THE PROBLEM:
Add 125 to every bounding-box coordinate in everything from the start of the records down to the line containing "xmin=132 ymin=258 xmax=147 ymax=272", inclusive. Rewrite each of those lines in full with nothing else changed, and leave the pictures out.

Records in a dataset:

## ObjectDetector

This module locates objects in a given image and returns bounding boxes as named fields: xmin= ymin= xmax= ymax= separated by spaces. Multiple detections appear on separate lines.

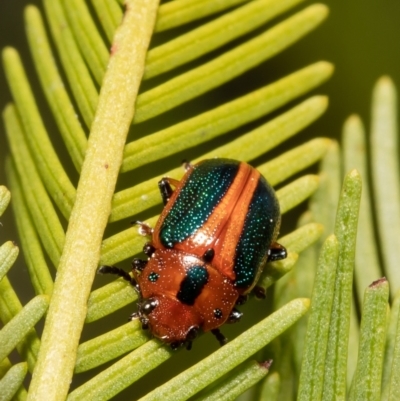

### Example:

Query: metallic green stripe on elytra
xmin=160 ymin=159 xmax=240 ymax=248
xmin=233 ymin=177 xmax=280 ymax=288
xmin=176 ymin=266 xmax=208 ymax=305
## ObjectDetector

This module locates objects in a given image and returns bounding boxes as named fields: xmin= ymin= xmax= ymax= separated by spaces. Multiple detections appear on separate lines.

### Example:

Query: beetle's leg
xmin=131 ymin=220 xmax=153 ymax=237
xmin=253 ymin=285 xmax=267 ymax=299
xmin=182 ymin=160 xmax=193 ymax=171
xmin=226 ymin=308 xmax=243 ymax=323
xmin=158 ymin=177 xmax=179 ymax=206
xmin=97 ymin=266 xmax=139 ymax=291
xmin=235 ymin=295 xmax=249 ymax=305
xmin=267 ymin=242 xmax=287 ymax=262
xmin=211 ymin=329 xmax=228 ymax=345
xmin=132 ymin=258 xmax=147 ymax=272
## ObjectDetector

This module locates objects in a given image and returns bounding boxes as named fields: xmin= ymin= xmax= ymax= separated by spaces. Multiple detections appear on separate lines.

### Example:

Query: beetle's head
xmin=137 ymin=295 xmax=201 ymax=348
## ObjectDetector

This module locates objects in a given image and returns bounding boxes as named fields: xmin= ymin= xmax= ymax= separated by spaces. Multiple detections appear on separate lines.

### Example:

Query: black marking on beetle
xmin=214 ymin=308 xmax=222 ymax=319
xmin=176 ymin=266 xmax=208 ymax=305
xmin=147 ymin=272 xmax=160 ymax=283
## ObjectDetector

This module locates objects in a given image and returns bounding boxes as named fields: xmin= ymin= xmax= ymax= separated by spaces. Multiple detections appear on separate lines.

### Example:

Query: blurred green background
xmin=0 ymin=0 xmax=400 ymax=288
xmin=0 ymin=0 xmax=400 ymax=396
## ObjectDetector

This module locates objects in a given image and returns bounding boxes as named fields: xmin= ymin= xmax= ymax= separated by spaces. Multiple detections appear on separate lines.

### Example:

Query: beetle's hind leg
xmin=158 ymin=177 xmax=179 ymax=206
xmin=267 ymin=242 xmax=287 ymax=262
xmin=131 ymin=220 xmax=153 ymax=237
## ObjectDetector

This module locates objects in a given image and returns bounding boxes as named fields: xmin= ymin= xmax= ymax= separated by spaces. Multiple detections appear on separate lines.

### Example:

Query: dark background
xmin=0 ymin=0 xmax=400 ymax=399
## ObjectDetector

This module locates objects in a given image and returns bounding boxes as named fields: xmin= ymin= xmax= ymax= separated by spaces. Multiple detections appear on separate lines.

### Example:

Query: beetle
xmin=99 ymin=158 xmax=287 ymax=349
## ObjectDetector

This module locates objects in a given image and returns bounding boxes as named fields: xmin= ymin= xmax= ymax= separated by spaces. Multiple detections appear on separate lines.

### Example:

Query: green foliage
xmin=0 ymin=0 xmax=400 ymax=400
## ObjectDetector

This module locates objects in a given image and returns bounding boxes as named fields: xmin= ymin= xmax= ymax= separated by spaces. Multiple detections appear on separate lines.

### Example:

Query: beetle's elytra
xmin=100 ymin=159 xmax=286 ymax=349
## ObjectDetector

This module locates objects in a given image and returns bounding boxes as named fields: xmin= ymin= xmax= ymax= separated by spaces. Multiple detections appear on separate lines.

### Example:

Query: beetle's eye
xmin=143 ymin=242 xmax=156 ymax=257
xmin=203 ymin=248 xmax=215 ymax=263
xmin=140 ymin=298 xmax=158 ymax=315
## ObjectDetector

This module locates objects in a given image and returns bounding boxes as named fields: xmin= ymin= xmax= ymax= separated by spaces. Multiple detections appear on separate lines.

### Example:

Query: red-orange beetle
xmin=99 ymin=159 xmax=286 ymax=349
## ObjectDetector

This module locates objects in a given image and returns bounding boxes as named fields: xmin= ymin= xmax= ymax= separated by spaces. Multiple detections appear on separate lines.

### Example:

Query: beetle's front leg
xmin=158 ymin=177 xmax=179 ymax=206
xmin=267 ymin=242 xmax=287 ymax=262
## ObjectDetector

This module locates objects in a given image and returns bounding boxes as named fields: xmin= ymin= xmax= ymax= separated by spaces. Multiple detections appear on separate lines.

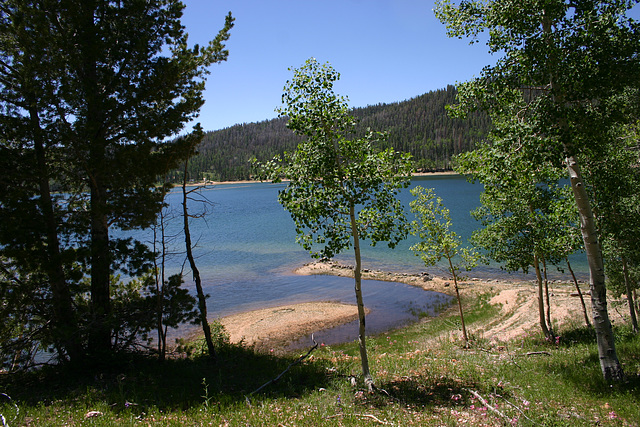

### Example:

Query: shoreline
xmin=220 ymin=260 xmax=590 ymax=353
xmin=185 ymin=171 xmax=460 ymax=188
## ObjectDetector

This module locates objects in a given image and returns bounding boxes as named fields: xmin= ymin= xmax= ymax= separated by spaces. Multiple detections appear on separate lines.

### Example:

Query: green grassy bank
xmin=0 ymin=295 xmax=640 ymax=427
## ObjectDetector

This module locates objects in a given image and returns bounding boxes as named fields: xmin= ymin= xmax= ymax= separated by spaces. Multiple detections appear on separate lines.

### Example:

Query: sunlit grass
xmin=0 ymin=295 xmax=640 ymax=426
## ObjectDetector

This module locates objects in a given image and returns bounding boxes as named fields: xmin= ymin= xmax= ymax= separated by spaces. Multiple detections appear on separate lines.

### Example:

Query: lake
xmin=135 ymin=175 xmax=588 ymax=343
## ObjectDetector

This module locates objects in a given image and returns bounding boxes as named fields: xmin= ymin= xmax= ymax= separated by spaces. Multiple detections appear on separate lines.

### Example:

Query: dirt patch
xmin=222 ymin=261 xmax=621 ymax=351
xmin=296 ymin=261 xmax=591 ymax=341
xmin=220 ymin=302 xmax=358 ymax=352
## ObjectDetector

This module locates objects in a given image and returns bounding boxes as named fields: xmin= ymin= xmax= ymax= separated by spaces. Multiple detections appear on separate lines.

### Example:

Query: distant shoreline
xmin=182 ymin=171 xmax=460 ymax=187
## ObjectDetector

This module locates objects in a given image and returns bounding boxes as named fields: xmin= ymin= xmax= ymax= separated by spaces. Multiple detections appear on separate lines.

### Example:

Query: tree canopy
xmin=0 ymin=0 xmax=233 ymax=368
xmin=436 ymin=0 xmax=640 ymax=380
xmin=262 ymin=58 xmax=411 ymax=391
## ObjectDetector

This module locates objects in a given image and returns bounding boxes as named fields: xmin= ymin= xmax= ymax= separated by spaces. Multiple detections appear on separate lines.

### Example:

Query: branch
xmin=245 ymin=334 xmax=318 ymax=405
xmin=327 ymin=414 xmax=393 ymax=426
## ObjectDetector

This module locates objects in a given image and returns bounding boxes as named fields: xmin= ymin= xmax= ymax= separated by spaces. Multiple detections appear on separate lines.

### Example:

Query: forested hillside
xmin=170 ymin=86 xmax=490 ymax=181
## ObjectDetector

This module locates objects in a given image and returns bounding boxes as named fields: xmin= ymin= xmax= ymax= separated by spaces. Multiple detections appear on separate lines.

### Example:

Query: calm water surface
xmin=135 ymin=175 xmax=592 ymax=343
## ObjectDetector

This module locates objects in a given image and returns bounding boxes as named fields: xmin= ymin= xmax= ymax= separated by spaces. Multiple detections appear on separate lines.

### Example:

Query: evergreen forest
xmin=168 ymin=86 xmax=490 ymax=182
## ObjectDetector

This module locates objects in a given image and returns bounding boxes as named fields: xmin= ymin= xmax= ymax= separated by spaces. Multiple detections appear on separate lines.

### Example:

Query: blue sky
xmin=183 ymin=0 xmax=640 ymax=130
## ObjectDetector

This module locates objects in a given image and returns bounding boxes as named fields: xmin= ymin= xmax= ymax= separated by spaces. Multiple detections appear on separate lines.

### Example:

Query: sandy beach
xmin=221 ymin=261 xmax=608 ymax=352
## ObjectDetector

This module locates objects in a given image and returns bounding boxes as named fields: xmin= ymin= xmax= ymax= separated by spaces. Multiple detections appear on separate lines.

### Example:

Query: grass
xmin=0 ymin=296 xmax=640 ymax=426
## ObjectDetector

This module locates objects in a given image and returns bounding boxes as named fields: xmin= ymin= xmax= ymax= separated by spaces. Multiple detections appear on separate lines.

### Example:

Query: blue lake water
xmin=126 ymin=175 xmax=592 ymax=343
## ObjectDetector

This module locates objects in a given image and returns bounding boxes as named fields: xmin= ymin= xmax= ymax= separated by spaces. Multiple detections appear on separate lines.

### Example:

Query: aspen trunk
xmin=349 ymin=203 xmax=374 ymax=392
xmin=533 ymin=254 xmax=551 ymax=339
xmin=565 ymin=156 xmax=624 ymax=381
xmin=446 ymin=250 xmax=469 ymax=347
xmin=565 ymin=257 xmax=592 ymax=328
xmin=622 ymin=256 xmax=638 ymax=334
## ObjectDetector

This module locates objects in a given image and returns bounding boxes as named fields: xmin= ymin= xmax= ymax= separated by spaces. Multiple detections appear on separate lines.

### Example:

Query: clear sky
xmin=183 ymin=0 xmax=640 ymax=130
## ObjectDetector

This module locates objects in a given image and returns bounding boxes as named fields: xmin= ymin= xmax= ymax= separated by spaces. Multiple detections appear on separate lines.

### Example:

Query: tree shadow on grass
xmin=363 ymin=376 xmax=496 ymax=410
xmin=549 ymin=325 xmax=640 ymax=396
xmin=0 ymin=345 xmax=330 ymax=412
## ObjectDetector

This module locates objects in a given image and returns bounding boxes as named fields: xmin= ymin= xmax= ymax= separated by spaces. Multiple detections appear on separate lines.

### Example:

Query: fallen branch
xmin=0 ymin=393 xmax=20 ymax=427
xmin=326 ymin=414 xmax=393 ymax=426
xmin=245 ymin=334 xmax=318 ymax=405
xmin=496 ymin=394 xmax=539 ymax=425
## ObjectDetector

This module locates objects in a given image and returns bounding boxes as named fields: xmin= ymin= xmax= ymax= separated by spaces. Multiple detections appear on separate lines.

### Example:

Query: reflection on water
xmin=122 ymin=176 xmax=584 ymax=341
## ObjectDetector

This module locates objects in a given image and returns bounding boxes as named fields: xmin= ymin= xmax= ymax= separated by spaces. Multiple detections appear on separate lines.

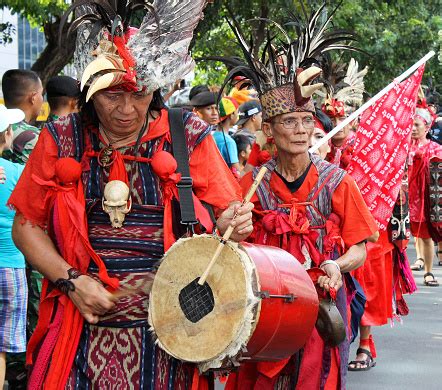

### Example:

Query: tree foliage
xmin=0 ymin=0 xmax=442 ymax=94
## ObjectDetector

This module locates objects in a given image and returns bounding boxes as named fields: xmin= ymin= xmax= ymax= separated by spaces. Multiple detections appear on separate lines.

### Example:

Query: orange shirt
xmin=240 ymin=164 xmax=378 ymax=247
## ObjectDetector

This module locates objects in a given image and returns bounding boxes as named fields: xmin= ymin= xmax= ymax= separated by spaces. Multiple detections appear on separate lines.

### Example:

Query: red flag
xmin=347 ymin=65 xmax=425 ymax=230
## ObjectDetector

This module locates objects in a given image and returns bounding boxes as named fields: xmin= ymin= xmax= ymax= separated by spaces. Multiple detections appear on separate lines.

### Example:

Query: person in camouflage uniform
xmin=2 ymin=69 xmax=43 ymax=389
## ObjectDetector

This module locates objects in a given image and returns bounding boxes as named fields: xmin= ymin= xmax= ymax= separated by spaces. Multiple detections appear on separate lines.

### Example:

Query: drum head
xmin=149 ymin=235 xmax=258 ymax=363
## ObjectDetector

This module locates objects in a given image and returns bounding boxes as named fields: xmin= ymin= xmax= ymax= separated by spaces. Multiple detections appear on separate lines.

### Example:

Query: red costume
xmin=9 ymin=110 xmax=241 ymax=389
xmin=226 ymin=156 xmax=377 ymax=390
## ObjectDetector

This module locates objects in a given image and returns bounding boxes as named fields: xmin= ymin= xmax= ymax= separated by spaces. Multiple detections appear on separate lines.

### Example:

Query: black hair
xmin=232 ymin=134 xmax=252 ymax=156
xmin=2 ymin=69 xmax=40 ymax=108
xmin=78 ymin=88 xmax=165 ymax=126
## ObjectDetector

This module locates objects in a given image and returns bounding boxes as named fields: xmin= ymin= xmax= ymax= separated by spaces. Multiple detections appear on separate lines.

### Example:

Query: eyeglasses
xmin=273 ymin=118 xmax=315 ymax=130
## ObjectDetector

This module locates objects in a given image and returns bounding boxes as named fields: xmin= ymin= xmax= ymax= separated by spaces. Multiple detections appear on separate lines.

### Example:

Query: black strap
xmin=169 ymin=108 xmax=198 ymax=225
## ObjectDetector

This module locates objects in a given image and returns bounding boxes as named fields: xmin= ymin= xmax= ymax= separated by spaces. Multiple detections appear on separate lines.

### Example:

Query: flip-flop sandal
xmin=410 ymin=257 xmax=425 ymax=271
xmin=424 ymin=272 xmax=439 ymax=287
xmin=348 ymin=348 xmax=376 ymax=371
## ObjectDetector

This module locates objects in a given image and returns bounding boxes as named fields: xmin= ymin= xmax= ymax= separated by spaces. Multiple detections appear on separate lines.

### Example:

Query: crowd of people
xmin=0 ymin=1 xmax=442 ymax=390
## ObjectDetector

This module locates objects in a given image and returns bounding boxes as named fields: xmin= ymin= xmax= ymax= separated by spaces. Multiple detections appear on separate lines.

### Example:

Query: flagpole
xmin=309 ymin=50 xmax=435 ymax=153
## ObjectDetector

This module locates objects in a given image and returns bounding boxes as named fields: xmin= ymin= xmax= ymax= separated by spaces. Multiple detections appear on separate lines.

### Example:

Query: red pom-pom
xmin=55 ymin=157 xmax=81 ymax=184
xmin=150 ymin=150 xmax=178 ymax=180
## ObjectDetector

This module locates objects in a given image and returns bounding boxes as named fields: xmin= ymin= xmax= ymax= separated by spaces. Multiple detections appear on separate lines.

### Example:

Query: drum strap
xmin=169 ymin=108 xmax=198 ymax=225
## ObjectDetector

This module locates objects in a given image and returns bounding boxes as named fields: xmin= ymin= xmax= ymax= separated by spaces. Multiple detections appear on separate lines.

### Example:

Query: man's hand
xmin=216 ymin=202 xmax=254 ymax=242
xmin=318 ymin=264 xmax=342 ymax=292
xmin=69 ymin=275 xmax=115 ymax=324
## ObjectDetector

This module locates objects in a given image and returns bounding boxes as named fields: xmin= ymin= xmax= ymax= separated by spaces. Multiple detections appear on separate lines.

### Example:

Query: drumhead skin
xmin=149 ymin=235 xmax=260 ymax=363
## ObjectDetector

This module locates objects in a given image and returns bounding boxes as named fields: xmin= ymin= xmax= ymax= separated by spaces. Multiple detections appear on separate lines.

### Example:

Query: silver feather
xmin=127 ymin=0 xmax=206 ymax=91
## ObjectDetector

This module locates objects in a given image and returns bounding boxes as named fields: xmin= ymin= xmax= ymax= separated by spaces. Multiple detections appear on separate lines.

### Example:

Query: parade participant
xmin=310 ymin=107 xmax=333 ymax=160
xmin=213 ymin=96 xmax=240 ymax=175
xmin=229 ymin=76 xmax=258 ymax=105
xmin=9 ymin=1 xmax=252 ymax=389
xmin=2 ymin=69 xmax=43 ymax=164
xmin=322 ymin=58 xmax=368 ymax=169
xmin=2 ymin=69 xmax=43 ymax=387
xmin=46 ymin=76 xmax=80 ymax=121
xmin=232 ymin=133 xmax=252 ymax=173
xmin=408 ymin=108 xmax=442 ymax=287
xmin=189 ymin=91 xmax=219 ymax=126
xmin=226 ymin=6 xmax=377 ymax=390
xmin=0 ymin=104 xmax=28 ymax=389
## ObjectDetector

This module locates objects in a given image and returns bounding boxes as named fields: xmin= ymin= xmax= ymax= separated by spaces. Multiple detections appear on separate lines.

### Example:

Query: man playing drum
xmin=9 ymin=0 xmax=253 ymax=389
xmin=226 ymin=3 xmax=377 ymax=390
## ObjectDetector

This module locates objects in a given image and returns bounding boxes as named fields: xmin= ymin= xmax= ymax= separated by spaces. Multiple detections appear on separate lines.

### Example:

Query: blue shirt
xmin=212 ymin=130 xmax=239 ymax=167
xmin=0 ymin=158 xmax=25 ymax=268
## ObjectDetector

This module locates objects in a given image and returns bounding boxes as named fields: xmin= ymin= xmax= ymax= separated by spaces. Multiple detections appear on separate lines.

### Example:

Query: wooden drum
xmin=149 ymin=235 xmax=318 ymax=371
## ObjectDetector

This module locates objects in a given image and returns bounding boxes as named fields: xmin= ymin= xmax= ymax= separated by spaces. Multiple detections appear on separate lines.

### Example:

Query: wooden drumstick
xmin=198 ymin=166 xmax=267 ymax=286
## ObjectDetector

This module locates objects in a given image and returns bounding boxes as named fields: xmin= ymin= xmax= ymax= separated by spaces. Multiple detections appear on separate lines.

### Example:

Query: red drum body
xmin=242 ymin=243 xmax=319 ymax=361
xmin=149 ymin=235 xmax=319 ymax=372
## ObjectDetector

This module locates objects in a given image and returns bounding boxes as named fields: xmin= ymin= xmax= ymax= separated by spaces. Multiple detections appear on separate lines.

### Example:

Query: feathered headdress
xmin=322 ymin=58 xmax=368 ymax=118
xmin=220 ymin=4 xmax=358 ymax=120
xmin=60 ymin=0 xmax=206 ymax=101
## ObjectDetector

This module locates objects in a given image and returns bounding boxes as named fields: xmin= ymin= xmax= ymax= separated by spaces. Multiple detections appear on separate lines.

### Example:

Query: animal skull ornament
xmin=102 ymin=180 xmax=132 ymax=229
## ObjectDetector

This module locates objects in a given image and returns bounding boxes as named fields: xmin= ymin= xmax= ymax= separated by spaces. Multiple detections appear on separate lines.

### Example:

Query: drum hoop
xmin=148 ymin=234 xmax=261 ymax=372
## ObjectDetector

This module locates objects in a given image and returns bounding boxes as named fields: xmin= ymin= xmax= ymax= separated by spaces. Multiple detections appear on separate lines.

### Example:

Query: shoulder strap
xmin=169 ymin=108 xmax=198 ymax=225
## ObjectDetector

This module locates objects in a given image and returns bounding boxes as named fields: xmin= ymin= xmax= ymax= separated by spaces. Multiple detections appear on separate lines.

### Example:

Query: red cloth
xmin=240 ymin=165 xmax=377 ymax=248
xmin=8 ymin=110 xmax=242 ymax=387
xmin=226 ymin=165 xmax=377 ymax=390
xmin=346 ymin=65 xmax=425 ymax=230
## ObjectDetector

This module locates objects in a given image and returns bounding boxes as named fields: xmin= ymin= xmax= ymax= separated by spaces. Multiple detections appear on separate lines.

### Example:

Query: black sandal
xmin=424 ymin=272 xmax=439 ymax=287
xmin=410 ymin=257 xmax=425 ymax=271
xmin=348 ymin=348 xmax=376 ymax=371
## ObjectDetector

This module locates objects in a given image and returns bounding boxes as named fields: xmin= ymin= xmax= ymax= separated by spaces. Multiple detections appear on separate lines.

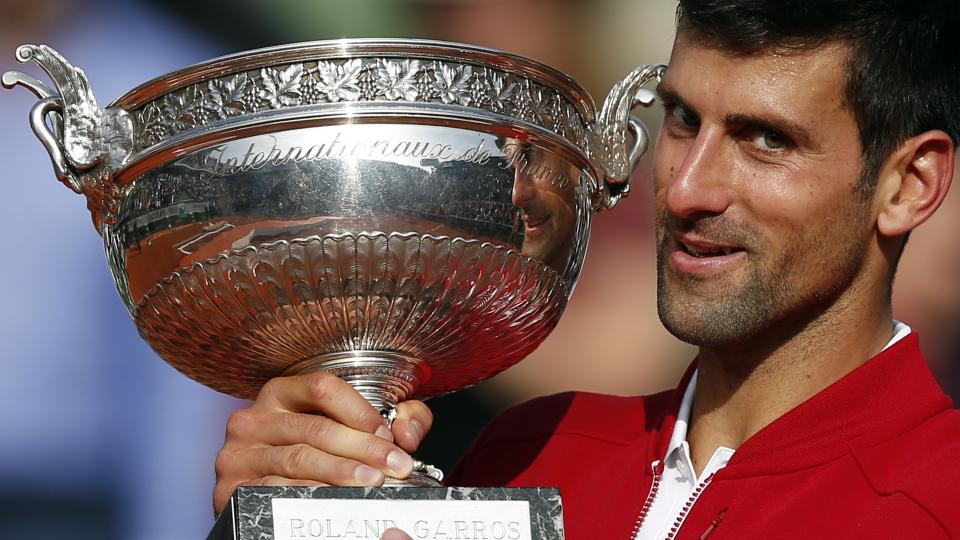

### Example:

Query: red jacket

OUTPUT FOR THIS EXERCISE:
## ObjectDetector

This module locates objects in a given image and returns bounding boxes as named fields: xmin= ymin= xmax= ymax= separated by spaces. Multiple detections appear on separate lines.


### Example:

Query: metallic green stripe on elytra
xmin=285 ymin=284 xmax=365 ymax=373
xmin=358 ymin=302 xmax=405 ymax=413
xmin=301 ymin=391 xmax=333 ymax=430
## ObjectDetector

This module locates objects in a given image and returns bounding boxes as named fields: xmin= ymin= xmax= ymax= separated by spaces. Multiple detections appear on separate lines.

### Example:

Query: beetle's leg
xmin=256 ymin=345 xmax=278 ymax=362
xmin=378 ymin=410 xmax=392 ymax=424
xmin=307 ymin=285 xmax=318 ymax=296
xmin=351 ymin=433 xmax=368 ymax=448
xmin=283 ymin=302 xmax=304 ymax=331
xmin=222 ymin=391 xmax=264 ymax=416
xmin=360 ymin=420 xmax=374 ymax=430
xmin=392 ymin=367 xmax=412 ymax=387
xmin=336 ymin=454 xmax=353 ymax=470
xmin=257 ymin=383 xmax=272 ymax=397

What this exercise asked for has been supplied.